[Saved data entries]
▼
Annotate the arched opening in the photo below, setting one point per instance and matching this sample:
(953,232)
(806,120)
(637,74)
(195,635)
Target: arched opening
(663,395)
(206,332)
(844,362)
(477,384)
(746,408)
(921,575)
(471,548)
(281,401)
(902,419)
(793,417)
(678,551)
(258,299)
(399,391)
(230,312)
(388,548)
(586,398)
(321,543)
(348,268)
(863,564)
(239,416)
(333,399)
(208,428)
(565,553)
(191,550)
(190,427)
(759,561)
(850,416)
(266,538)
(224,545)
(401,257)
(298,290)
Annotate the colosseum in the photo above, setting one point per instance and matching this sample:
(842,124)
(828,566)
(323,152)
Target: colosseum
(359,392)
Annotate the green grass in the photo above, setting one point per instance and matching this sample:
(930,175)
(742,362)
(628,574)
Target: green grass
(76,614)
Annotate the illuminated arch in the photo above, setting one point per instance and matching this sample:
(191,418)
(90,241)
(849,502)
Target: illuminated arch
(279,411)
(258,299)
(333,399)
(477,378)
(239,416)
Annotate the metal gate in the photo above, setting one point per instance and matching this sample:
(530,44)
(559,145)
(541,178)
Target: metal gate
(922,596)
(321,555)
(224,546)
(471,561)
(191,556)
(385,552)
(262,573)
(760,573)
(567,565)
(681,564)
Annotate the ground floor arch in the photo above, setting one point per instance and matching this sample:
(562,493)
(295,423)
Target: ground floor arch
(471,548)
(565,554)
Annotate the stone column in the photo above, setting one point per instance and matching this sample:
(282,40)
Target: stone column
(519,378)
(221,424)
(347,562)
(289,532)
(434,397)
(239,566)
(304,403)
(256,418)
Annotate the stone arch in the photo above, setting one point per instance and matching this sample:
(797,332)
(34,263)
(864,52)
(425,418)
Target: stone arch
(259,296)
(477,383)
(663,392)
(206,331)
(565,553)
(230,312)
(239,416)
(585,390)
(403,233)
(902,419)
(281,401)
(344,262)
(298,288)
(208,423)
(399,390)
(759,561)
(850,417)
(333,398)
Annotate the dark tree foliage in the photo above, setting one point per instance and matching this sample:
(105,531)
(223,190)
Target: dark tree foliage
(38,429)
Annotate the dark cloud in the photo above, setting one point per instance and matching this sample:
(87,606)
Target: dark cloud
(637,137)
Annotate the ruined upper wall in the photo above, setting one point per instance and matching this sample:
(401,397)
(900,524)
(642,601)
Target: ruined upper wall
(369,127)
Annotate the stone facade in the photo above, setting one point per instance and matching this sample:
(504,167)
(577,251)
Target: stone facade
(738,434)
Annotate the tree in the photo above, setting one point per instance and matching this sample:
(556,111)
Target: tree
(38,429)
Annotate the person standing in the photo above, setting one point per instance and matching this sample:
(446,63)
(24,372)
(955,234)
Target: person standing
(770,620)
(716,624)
▲
EXERCISE PROMPT —
All of the entries, from the first line to the last, should be duplicated exactly.

WRITTEN REPLY —
Annotate the arched opening in the photo below, setting one point per instance and matching this sample:
(953,232)
(806,120)
(637,74)
(195,635)
Target: arched opening
(663,395)
(206,332)
(844,362)
(477,384)
(746,408)
(921,575)
(471,548)
(281,401)
(902,419)
(793,417)
(678,551)
(258,299)
(399,391)
(230,312)
(388,548)
(586,398)
(321,543)
(348,268)
(863,564)
(239,416)
(333,399)
(208,428)
(565,553)
(191,550)
(190,427)
(759,561)
(850,416)
(266,538)
(224,545)
(401,257)
(298,290)
Annotate the colosseum in the photo above, setting one point per instance and matching this sample:
(842,124)
(828,566)
(323,152)
Target: colosseum
(359,392)
Annotate the green grass in the photo above, setting one point per instance and matching this sample:
(930,175)
(742,362)
(628,574)
Target: green grass
(76,614)
Annotate the illuminated arch in the photo above, setting one point per instance and matching this sample:
(191,418)
(90,241)
(849,502)
Target: illuminated arch
(279,411)
(258,299)
(333,399)
(477,378)
(239,416)
Annotate the metal gate in the photo above, setting one point per instance and matching this sample:
(530,44)
(559,145)
(541,178)
Target: metal gate
(922,596)
(321,555)
(224,546)
(471,561)
(191,556)
(385,552)
(262,573)
(760,573)
(567,565)
(681,564)
Annotate the ground floor arch in the photo above, setting one point per instance and matching this sample:
(562,493)
(295,423)
Target: ground floor arch
(471,548)
(565,554)
Annotate the stone column in the photo above, setting one point per instance and matching this sample:
(282,40)
Target: stone column
(519,378)
(221,424)
(347,562)
(289,532)
(434,397)
(239,566)
(304,403)
(256,418)
Annotate the stone arch in the photo above, setting one point per instance and matching this sample:
(797,332)
(34,263)
(864,52)
(425,418)
Target: stone arch
(259,296)
(477,383)
(663,392)
(206,331)
(565,553)
(230,312)
(239,416)
(585,390)
(403,233)
(902,419)
(281,401)
(344,262)
(298,288)
(208,423)
(399,390)
(759,561)
(850,417)
(333,398)
Annotate the dark tree foliage in the photo above, setting one point per instance and matching this sample:
(105,531)
(223,190)
Target: dark tree foliage
(38,429)
Annotate the dark cloud in the photo above, setting one point per instance and matching this sample:
(87,606)
Target: dark cloud
(637,137)
Annotate the ruined upper wall in the photo above, setting one point per instance and matching this sample:
(401,397)
(900,524)
(642,601)
Target: ruined upper wall
(369,127)
Annotate the stone facade in the photo above, setting one point per instance and matching this sample:
(504,167)
(577,251)
Target: stone facade
(738,434)
Annotate the tree in the photo above, setting one point per instance and matching this sample:
(556,111)
Target: tree
(38,429)
Annotate the person standing in the photo above, setting one point per instance and matching this sample:
(446,63)
(24,372)
(955,234)
Target: person standing
(770,620)
(716,624)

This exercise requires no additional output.